**DATASET**

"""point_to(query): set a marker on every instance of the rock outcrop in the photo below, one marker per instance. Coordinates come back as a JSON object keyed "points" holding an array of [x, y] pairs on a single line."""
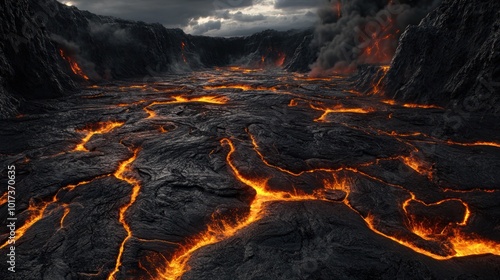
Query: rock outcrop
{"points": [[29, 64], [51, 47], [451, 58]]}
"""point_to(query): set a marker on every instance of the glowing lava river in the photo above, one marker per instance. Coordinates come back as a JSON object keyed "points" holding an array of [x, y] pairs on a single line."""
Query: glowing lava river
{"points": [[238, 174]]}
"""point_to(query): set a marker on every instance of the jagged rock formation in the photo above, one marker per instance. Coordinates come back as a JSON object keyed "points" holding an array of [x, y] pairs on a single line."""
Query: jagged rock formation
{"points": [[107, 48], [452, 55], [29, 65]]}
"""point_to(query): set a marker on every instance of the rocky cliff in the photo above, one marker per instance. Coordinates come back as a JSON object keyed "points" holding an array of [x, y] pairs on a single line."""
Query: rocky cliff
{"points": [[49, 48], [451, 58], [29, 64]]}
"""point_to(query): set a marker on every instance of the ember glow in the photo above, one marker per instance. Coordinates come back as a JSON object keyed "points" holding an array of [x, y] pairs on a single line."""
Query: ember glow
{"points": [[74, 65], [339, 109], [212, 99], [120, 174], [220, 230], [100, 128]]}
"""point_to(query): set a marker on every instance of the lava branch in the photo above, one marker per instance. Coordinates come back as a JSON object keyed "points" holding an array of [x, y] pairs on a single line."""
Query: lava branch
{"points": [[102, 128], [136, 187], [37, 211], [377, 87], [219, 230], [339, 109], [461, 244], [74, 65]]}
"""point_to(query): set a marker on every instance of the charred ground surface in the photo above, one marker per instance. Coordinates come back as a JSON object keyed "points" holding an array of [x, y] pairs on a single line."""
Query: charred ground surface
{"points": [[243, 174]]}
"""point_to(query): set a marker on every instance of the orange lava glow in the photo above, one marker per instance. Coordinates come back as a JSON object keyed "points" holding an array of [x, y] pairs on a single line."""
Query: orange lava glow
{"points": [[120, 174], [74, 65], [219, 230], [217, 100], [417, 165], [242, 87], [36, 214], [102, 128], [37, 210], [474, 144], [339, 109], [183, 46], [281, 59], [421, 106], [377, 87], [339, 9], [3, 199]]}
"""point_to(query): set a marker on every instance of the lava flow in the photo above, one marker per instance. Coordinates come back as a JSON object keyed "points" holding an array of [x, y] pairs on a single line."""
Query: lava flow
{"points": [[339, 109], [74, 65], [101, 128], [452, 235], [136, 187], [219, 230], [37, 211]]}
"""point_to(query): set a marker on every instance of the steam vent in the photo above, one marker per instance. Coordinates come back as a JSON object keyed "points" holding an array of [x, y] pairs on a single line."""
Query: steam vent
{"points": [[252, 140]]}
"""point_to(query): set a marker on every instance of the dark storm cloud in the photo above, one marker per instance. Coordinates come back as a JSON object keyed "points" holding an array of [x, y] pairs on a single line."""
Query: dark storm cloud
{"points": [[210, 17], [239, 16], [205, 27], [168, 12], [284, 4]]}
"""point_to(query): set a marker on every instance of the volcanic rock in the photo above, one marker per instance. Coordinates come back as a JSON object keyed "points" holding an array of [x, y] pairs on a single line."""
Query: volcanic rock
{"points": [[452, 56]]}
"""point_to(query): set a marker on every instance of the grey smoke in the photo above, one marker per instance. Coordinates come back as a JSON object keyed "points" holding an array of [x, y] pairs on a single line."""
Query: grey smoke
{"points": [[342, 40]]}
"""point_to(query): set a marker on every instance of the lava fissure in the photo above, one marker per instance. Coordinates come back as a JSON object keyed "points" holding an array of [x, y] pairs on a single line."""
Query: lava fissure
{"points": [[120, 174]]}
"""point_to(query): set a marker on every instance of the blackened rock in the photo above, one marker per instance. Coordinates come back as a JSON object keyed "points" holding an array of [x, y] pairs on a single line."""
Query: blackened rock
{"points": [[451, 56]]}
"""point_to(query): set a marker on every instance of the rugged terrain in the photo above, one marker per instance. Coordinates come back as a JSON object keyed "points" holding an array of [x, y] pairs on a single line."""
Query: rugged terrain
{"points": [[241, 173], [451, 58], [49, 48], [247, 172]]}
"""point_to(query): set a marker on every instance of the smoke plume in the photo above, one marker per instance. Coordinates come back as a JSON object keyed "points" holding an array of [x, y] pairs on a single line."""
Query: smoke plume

**AIM OF THE EXERCISE**
Please repeat the listing word for word, from the line with "the lava fissure" up to and including the final line of the listing.

**REPLY TO THE TASK**
"""point_to(query): set a marker on every instance of the lava fissure in the photo above, one marker per instance. Coordinates come back as a JSON object keyed "points" holding an array of [x, y] pairs on a single line."""
Query: lava fissure
{"points": [[120, 174]]}
"""point_to(query): set a marker on every instance of the blackened rock in the photo above, one marker per instance. Coordinates come back as a JSON object keyed "points" holding an array of [x, y] pairs on a single line."""
Query: blackened rock
{"points": [[451, 56]]}
"""point_to(query): set a marker on every instance of the rugged terrain in the photo above, one marker per instance. Coordinates come back as a JSON object keyed "points" holding an array of [x, y] pairs on a single line."""
Query: rugged terrain
{"points": [[241, 173], [451, 58], [49, 48], [247, 172]]}
"""point_to(query): set a marker on every instance of the smoke plume in the photo above, one marker per instance. Coordinates come back as a JSON object keyed "points" holding an array of [x, y] pairs on a single line."""
Query: smoke plume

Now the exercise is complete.